> _EXERCISE REQUIREMENTS_
Pick out and copy each line of the material that contains the string "include", matching case exactly.

(Saved entries)

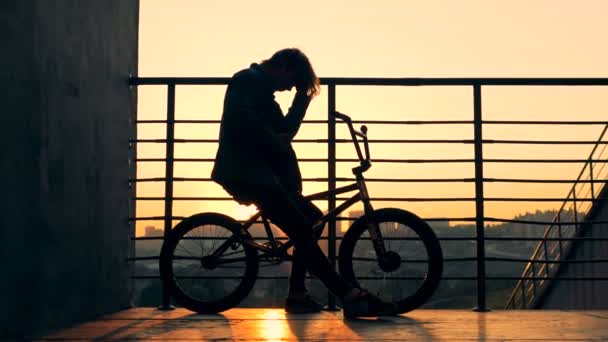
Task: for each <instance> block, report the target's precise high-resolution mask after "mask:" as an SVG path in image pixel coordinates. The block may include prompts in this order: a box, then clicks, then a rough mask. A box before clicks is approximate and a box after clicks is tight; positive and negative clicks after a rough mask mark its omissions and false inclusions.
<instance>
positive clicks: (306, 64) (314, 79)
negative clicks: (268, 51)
mask: <svg viewBox="0 0 608 342" xmlns="http://www.w3.org/2000/svg"><path fill="white" fill-rule="evenodd" d="M262 64H267V65H272V66H275V67H285V68H287V70H293V71H294V72H295V86H296V88H298V89H305V90H306V94H307V95H309V96H315V95H318V94H319V92H321V85H320V82H319V78H318V77H317V75H316V74H315V71H314V69H313V68H312V65H311V64H310V61H309V60H308V57H306V55H305V54H304V53H303V52H302V51H300V49H297V48H287V49H282V50H279V51H277V52H275V53H274V54H273V55H272V57H270V58H269V59H267V60H264V61H262Z"/></svg>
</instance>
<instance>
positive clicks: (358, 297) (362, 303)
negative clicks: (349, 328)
mask: <svg viewBox="0 0 608 342" xmlns="http://www.w3.org/2000/svg"><path fill="white" fill-rule="evenodd" d="M359 290H360V291H361V292H360V293H359V294H358V295H357V296H356V297H355V298H352V299H349V300H343V301H342V310H343V314H344V317H345V318H352V317H375V316H392V315H396V314H398V313H399V311H398V309H397V305H395V304H394V303H389V302H385V301H383V300H382V299H380V298H378V297H377V296H374V295H373V294H371V293H369V292H367V291H366V290H363V289H359Z"/></svg>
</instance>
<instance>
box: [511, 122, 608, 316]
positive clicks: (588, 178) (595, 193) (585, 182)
mask: <svg viewBox="0 0 608 342" xmlns="http://www.w3.org/2000/svg"><path fill="white" fill-rule="evenodd" d="M607 130H608V126H605V127H604V129H603V130H602V133H601V134H600V137H599V139H598V140H597V144H595V146H593V149H592V150H591V153H590V154H589V158H587V161H586V162H585V165H584V166H583V168H582V170H581V172H580V174H579V175H578V177H577V179H576V181H575V182H574V184H573V185H572V188H571V189H570V191H569V192H568V195H567V197H566V200H565V201H564V202H563V203H562V205H561V207H560V208H559V210H558V211H557V214H556V215H555V217H554V219H553V222H551V224H550V225H549V227H547V229H546V230H545V233H544V235H543V237H542V239H541V240H540V241H539V243H538V245H537V247H536V249H535V250H534V252H533V253H532V256H531V258H530V261H529V262H528V264H527V265H526V268H525V269H524V272H523V273H522V275H521V279H520V280H519V281H518V282H517V285H515V288H514V289H513V293H512V294H511V296H510V297H509V300H508V301H507V304H506V306H505V308H506V309H528V308H535V307H536V305H537V303H538V300H539V299H540V298H542V296H543V295H544V294H545V293H546V291H547V289H548V287H549V285H550V283H551V282H552V281H554V280H606V279H604V278H600V277H594V278H588V277H578V278H573V279H571V278H568V277H558V270H559V268H560V266H561V265H562V264H573V263H597V262H608V259H597V258H596V259H586V260H582V259H570V258H568V256H569V254H570V251H571V250H572V248H573V247H574V246H575V244H577V243H582V242H585V241H608V239H605V238H598V237H593V238H585V237H582V235H583V233H584V230H585V229H586V228H587V227H590V226H593V225H596V224H601V223H606V222H605V221H598V220H595V221H594V220H592V219H593V217H592V216H593V215H592V212H593V211H592V209H593V208H594V205H595V206H597V205H599V204H600V203H602V200H603V198H600V197H599V196H598V195H599V194H600V193H602V190H603V187H604V186H605V184H606V181H607V180H608V169H607V168H606V164H605V162H604V163H600V167H599V168H598V169H596V170H595V174H594V167H593V165H594V162H596V163H597V160H600V161H601V160H602V158H606V157H607V156H608V151H606V145H605V144H604V145H600V143H601V142H602V141H604V140H605V139H606V131H607ZM595 180H599V181H600V184H599V185H600V186H599V187H598V186H597V185H596V182H595ZM588 196H591V197H590V198H591V202H583V203H582V204H583V206H582V207H581V203H580V202H581V201H580V199H579V198H581V197H582V198H587V197H588Z"/></svg>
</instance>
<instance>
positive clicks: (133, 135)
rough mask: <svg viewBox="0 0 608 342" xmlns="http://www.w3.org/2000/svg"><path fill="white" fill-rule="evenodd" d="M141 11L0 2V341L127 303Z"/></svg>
mask: <svg viewBox="0 0 608 342" xmlns="http://www.w3.org/2000/svg"><path fill="white" fill-rule="evenodd" d="M138 11H139V3H138V1H137V0H104V1H98V0H71V1H69V0H53V1H48V0H2V1H0V37H1V41H2V45H3V49H2V53H1V54H0V66H1V68H0V72H1V74H0V77H1V80H2V81H1V82H0V87H1V88H0V99H1V102H0V103H1V106H2V107H1V108H2V109H1V119H2V122H1V124H0V130H1V133H0V139H1V142H2V149H1V151H2V152H1V158H0V163H1V168H0V180H1V182H2V187H1V189H2V190H1V196H2V214H1V215H0V243H1V246H0V263H1V265H0V272H1V273H0V275H1V278H0V279H2V280H1V281H0V303H1V304H0V336H15V335H32V334H36V333H40V332H44V331H48V330H49V329H53V328H57V327H63V326H66V325H69V324H72V323H74V322H78V321H84V320H88V319H91V318H94V317H95V316H96V315H99V314H103V313H108V312H114V311H117V310H119V309H121V308H124V307H127V306H129V304H130V300H131V298H130V291H131V289H130V288H131V283H132V282H131V280H130V276H131V271H130V266H129V263H128V262H127V258H128V257H129V256H130V255H131V253H132V251H133V243H132V241H130V239H129V237H130V235H131V233H132V232H131V228H130V227H129V225H128V221H127V218H128V217H129V215H130V211H131V210H132V208H131V203H130V201H129V197H130V195H131V189H129V187H128V183H127V180H128V178H129V177H131V176H132V175H133V171H134V167H133V166H132V165H130V164H129V162H128V158H129V156H130V152H129V149H128V139H129V138H130V137H134V136H135V125H134V118H135V111H136V93H135V90H134V89H130V88H129V86H128V83H127V79H128V74H129V73H133V74H136V72H137V31H138Z"/></svg>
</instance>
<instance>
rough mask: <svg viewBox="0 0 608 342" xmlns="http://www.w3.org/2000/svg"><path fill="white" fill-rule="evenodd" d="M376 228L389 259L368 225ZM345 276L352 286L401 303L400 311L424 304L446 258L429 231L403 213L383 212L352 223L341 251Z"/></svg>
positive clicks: (410, 213)
mask: <svg viewBox="0 0 608 342" xmlns="http://www.w3.org/2000/svg"><path fill="white" fill-rule="evenodd" d="M370 223H376V224H378V227H379V228H380V232H381V236H382V239H383V241H384V246H385V249H386V251H387V254H386V255H387V257H386V258H385V259H384V260H379V258H378V257H377V254H376V251H375V249H374V247H373V244H372V241H371V239H370V235H369V232H368V225H369V224H370ZM339 267H340V273H341V275H342V276H343V277H344V278H346V279H347V280H348V281H350V282H351V283H353V284H354V285H356V286H358V287H361V288H364V289H367V290H368V291H370V292H372V293H377V294H378V296H379V297H380V298H382V299H383V300H385V301H389V302H394V303H396V304H397V306H398V308H399V312H400V313H404V312H408V311H411V310H414V309H416V308H418V307H420V306H421V305H423V304H424V303H425V302H426V301H427V300H428V299H429V298H430V297H431V296H432V294H433V293H434V292H435V290H436V289H437V287H438V285H439V281H440V279H441V274H442V272H443V254H442V252H441V246H440V245H439V241H438V240H437V237H436V236H435V233H433V230H432V229H431V227H429V225H428V224H426V222H424V221H423V220H422V219H420V218H419V217H417V216H416V215H414V214H412V213H410V212H407V211H405V210H401V209H393V208H386V209H379V210H376V211H375V212H374V213H373V214H372V215H370V216H363V217H361V218H359V219H358V220H357V221H355V222H354V223H353V225H352V226H351V227H350V229H349V230H348V232H347V233H346V234H345V235H344V239H343V240H342V244H341V245H340V252H339Z"/></svg>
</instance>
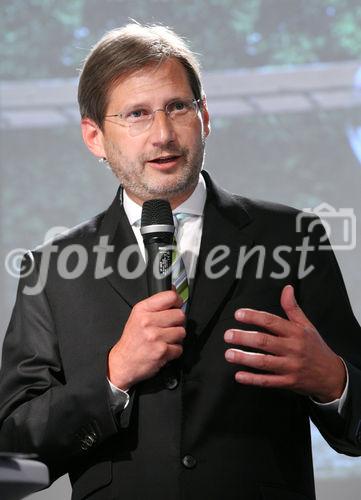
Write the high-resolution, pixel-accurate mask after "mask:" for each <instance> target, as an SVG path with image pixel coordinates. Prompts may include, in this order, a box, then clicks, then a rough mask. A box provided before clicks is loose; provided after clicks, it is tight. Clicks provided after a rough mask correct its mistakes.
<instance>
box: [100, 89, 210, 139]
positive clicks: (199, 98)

> _YOUR RESPONSE_
Task: for each <instance> block, report the target's precise high-resolution mask after "mask:" as an SVG path in image pixel coordinates. The block may include prompts in this order: a box, then clicks, then a rough mask. A box before clicks is approximate and a box after clicks is tight; positive and negative clicks after a rough mask mark its omissions and false inclusions.
Write the high-resolution, pixel-accurate mask after "mask:" for each <instance> target, as an SVG path with image pixel coordinates. Prompts may include, in this order, a box, then clicks, then a rough mask. A box provided before clicks is loose; provided after clicks, it is tight. Clicks provided after a rough mask correct its mistakes.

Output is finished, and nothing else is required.